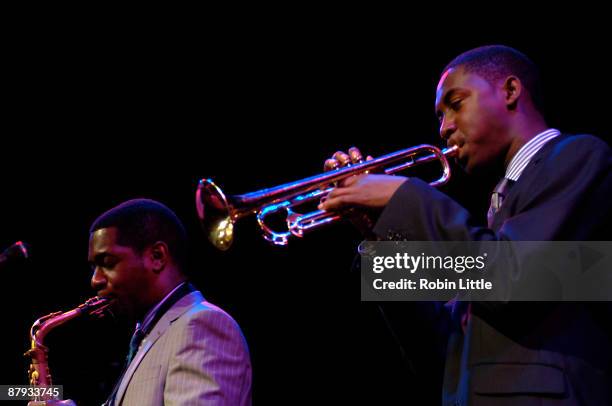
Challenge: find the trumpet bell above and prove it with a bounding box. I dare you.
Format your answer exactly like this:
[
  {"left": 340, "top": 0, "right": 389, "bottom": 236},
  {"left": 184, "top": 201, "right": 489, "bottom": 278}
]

+===+

### WHAT YOU SHOULD DO
Format the listing above as a Markdown table with the columns Row and Text, giving each line its own numbered row and skipping blank lines. Omit the pictures from the table.

### TASK RESULT
| Row | Text |
|---|---|
| 1 | Challenge: find the trumpet bell above and prove it with a bounding box. I dare you. |
| 2 | Format your answer exactly like this: |
| 3 | [ |
| 4 |   {"left": 340, "top": 0, "right": 389, "bottom": 236}, |
| 5 |   {"left": 184, "top": 201, "right": 489, "bottom": 278} |
| 6 | ] |